DATA FOR PROCESSING:
+ + +

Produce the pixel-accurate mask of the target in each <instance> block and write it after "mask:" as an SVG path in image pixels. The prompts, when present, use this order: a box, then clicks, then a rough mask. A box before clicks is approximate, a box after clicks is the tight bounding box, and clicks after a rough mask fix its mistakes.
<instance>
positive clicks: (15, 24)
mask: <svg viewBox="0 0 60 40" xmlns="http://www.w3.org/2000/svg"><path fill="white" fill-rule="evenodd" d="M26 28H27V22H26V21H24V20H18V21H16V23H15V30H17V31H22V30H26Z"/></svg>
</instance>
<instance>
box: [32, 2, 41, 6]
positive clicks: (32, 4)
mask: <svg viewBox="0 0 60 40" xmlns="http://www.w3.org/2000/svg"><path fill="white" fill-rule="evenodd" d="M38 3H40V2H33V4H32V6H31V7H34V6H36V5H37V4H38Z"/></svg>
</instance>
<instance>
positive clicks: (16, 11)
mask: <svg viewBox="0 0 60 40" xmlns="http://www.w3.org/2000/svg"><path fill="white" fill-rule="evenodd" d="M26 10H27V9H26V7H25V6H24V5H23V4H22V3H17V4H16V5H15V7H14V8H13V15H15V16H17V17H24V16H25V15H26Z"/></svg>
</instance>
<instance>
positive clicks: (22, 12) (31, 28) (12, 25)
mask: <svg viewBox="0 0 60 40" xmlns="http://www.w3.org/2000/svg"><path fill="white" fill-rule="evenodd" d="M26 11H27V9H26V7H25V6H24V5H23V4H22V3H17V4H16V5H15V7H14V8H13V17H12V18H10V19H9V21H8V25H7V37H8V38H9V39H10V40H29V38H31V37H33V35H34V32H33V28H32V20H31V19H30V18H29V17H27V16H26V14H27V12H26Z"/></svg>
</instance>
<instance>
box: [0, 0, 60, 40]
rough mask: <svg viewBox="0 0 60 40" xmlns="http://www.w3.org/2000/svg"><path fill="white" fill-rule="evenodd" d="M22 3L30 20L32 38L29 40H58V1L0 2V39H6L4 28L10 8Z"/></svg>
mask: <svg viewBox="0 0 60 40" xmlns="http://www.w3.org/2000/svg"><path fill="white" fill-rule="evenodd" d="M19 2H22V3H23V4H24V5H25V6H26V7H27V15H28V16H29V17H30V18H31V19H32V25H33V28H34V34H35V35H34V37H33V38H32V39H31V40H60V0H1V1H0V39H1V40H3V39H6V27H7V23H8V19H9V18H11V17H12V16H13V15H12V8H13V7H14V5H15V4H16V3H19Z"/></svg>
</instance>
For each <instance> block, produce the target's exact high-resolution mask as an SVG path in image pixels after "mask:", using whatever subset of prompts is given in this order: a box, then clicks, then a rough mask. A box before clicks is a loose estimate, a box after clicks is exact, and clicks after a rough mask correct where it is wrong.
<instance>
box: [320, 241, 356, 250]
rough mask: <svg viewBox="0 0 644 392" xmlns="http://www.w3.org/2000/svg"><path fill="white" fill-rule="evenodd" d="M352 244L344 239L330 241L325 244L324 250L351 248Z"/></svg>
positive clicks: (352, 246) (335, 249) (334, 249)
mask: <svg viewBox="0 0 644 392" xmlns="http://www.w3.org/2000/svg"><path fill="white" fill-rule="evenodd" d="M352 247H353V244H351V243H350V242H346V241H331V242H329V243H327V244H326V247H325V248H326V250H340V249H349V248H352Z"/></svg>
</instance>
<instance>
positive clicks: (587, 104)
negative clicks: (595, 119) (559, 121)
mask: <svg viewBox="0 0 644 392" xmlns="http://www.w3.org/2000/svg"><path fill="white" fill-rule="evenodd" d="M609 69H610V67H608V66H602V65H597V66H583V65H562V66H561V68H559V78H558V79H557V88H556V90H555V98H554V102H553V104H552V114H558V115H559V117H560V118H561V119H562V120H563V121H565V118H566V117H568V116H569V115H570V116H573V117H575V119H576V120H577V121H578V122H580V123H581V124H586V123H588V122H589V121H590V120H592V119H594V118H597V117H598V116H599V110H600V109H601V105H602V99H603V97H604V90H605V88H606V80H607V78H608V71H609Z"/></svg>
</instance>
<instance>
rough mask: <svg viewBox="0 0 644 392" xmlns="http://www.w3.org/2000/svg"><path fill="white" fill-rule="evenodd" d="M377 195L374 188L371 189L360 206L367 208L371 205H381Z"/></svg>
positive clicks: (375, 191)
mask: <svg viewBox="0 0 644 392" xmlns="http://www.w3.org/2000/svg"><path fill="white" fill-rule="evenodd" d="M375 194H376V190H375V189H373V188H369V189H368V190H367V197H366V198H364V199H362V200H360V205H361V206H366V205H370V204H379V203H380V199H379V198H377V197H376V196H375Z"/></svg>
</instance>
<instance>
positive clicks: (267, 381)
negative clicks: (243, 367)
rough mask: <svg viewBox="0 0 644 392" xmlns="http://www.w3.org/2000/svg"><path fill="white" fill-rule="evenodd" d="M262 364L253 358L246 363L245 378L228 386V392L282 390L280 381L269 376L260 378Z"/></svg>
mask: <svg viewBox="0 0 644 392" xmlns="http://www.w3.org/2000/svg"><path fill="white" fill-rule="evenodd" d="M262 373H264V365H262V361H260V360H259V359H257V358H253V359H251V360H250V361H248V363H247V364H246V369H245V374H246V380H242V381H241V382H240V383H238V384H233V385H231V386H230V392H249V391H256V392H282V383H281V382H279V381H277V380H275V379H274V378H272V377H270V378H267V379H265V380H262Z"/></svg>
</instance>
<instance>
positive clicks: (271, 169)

+ + +

WHAT TO WORK ON: Copy each record from above without leaving any out.

RESPONSE BELOW:
Produce the pixel-accurate mask of the target in each <instance> block and write it after "mask:" as an SVG path in image pixels. The prompts, when present, use this order: a box, then clicks, then a rough mask. A box before clicks is approximate, a box after clicks is the tight bounding box, and clicks after a rough mask fix its mistakes.
<instance>
positive clicks: (15, 24)
mask: <svg viewBox="0 0 60 40" xmlns="http://www.w3.org/2000/svg"><path fill="white" fill-rule="evenodd" d="M26 28H27V22H26V21H24V20H18V21H16V23H15V30H17V31H22V30H26Z"/></svg>
</instance>
<instance>
box: [32, 2, 41, 6]
positive clicks: (32, 4)
mask: <svg viewBox="0 0 60 40" xmlns="http://www.w3.org/2000/svg"><path fill="white" fill-rule="evenodd" d="M38 3H40V2H33V4H32V6H31V7H34V6H36V5H37V4H38Z"/></svg>
</instance>
<instance>
positive clicks: (16, 11)
mask: <svg viewBox="0 0 60 40" xmlns="http://www.w3.org/2000/svg"><path fill="white" fill-rule="evenodd" d="M26 10H27V9H26V7H25V6H24V5H23V4H22V3H17V4H16V5H15V7H14V8H13V15H15V16H17V17H24V16H25V15H26Z"/></svg>
</instance>
<instance>
positive clicks: (22, 12) (31, 28) (12, 25)
mask: <svg viewBox="0 0 60 40" xmlns="http://www.w3.org/2000/svg"><path fill="white" fill-rule="evenodd" d="M26 11H27V9H26V7H25V6H24V5H23V4H22V3H17V4H16V5H15V7H14V8H13V17H12V18H10V19H9V21H8V25H7V37H8V38H9V39H10V40H29V38H31V37H33V35H34V32H33V28H32V20H31V19H30V18H29V17H27V16H26V14H27V12H26Z"/></svg>
</instance>
<instance>
box: [0, 0, 60, 40]
rough mask: <svg viewBox="0 0 60 40" xmlns="http://www.w3.org/2000/svg"><path fill="white" fill-rule="evenodd" d="M22 3L30 20L32 38L29 40H58V1L0 2V39H6L4 28L10 8Z"/></svg>
mask: <svg viewBox="0 0 60 40" xmlns="http://www.w3.org/2000/svg"><path fill="white" fill-rule="evenodd" d="M19 2H22V3H23V4H24V5H25V6H26V7H27V15H28V16H29V17H30V18H31V19H32V25H33V28H34V34H35V35H34V37H33V38H32V39H31V40H60V0H1V1H0V39H1V40H3V39H6V27H7V23H8V19H9V18H11V17H12V16H13V15H12V8H13V7H14V5H15V4H16V3H19Z"/></svg>
</instance>
For each <instance> block, produce the target's exact high-resolution mask as an SVG path in image pixels after "mask:", using whatever subset of prompts is given in this order: a box, then clicks, then a rough mask. A box before clicks is a loose estimate, a box after clicks is exact, and clicks after a rough mask correct where it is wrong.
<instance>
box: [320, 241, 356, 250]
rough mask: <svg viewBox="0 0 644 392" xmlns="http://www.w3.org/2000/svg"><path fill="white" fill-rule="evenodd" d="M352 244L344 239L330 241L325 244L324 250L351 248Z"/></svg>
positive clicks: (352, 246) (335, 249) (334, 249)
mask: <svg viewBox="0 0 644 392" xmlns="http://www.w3.org/2000/svg"><path fill="white" fill-rule="evenodd" d="M352 247H353V244H351V243H350V242H346V241H331V242H329V243H327V244H326V247H325V248H326V250H340V249H349V248H352Z"/></svg>
</instance>
<instance>
positive clicks: (587, 104)
negative clicks: (595, 119) (559, 121)
mask: <svg viewBox="0 0 644 392" xmlns="http://www.w3.org/2000/svg"><path fill="white" fill-rule="evenodd" d="M609 69H610V67H608V66H602V65H597V66H583V65H562V66H561V68H559V78H558V79H557V88H556V90H555V98H554V102H553V104H552V114H558V115H559V117H560V118H561V119H562V120H563V121H565V118H566V117H568V116H569V115H570V116H573V117H575V119H576V120H577V121H578V122H580V123H581V124H586V123H588V122H589V121H590V120H592V119H594V118H597V117H598V116H599V110H600V109H601V105H602V99H603V97H604V90H605V88H606V80H607V78H608V71H609Z"/></svg>
</instance>
<instance>
rough mask: <svg viewBox="0 0 644 392" xmlns="http://www.w3.org/2000/svg"><path fill="white" fill-rule="evenodd" d="M377 195L374 188L371 189L360 206L367 208L371 205H381Z"/></svg>
positive clicks: (375, 191)
mask: <svg viewBox="0 0 644 392" xmlns="http://www.w3.org/2000/svg"><path fill="white" fill-rule="evenodd" d="M375 194H376V190H375V189H373V188H369V189H368V190H367V197H366V198H364V199H362V200H360V205H361V206H366V205H370V204H379V203H380V199H379V198H377V197H376V196H375Z"/></svg>
</instance>
<instance>
positive clicks: (267, 381)
negative clicks: (243, 367)
rough mask: <svg viewBox="0 0 644 392" xmlns="http://www.w3.org/2000/svg"><path fill="white" fill-rule="evenodd" d="M262 364L253 358L246 363L245 378L228 386V392L282 390L280 381L269 376L260 378Z"/></svg>
mask: <svg viewBox="0 0 644 392" xmlns="http://www.w3.org/2000/svg"><path fill="white" fill-rule="evenodd" d="M262 373H264V365H262V361H260V360H259V359H257V358H253V359H251V360H250V361H248V363H247V364H246V369H245V374H246V380H242V381H241V382H240V383H238V384H233V385H231V386H230V392H249V391H256V392H282V383H281V382H279V381H277V380H275V379H274V378H272V377H270V378H267V379H265V380H262Z"/></svg>
</instance>
<instance>
positive clicks: (271, 169)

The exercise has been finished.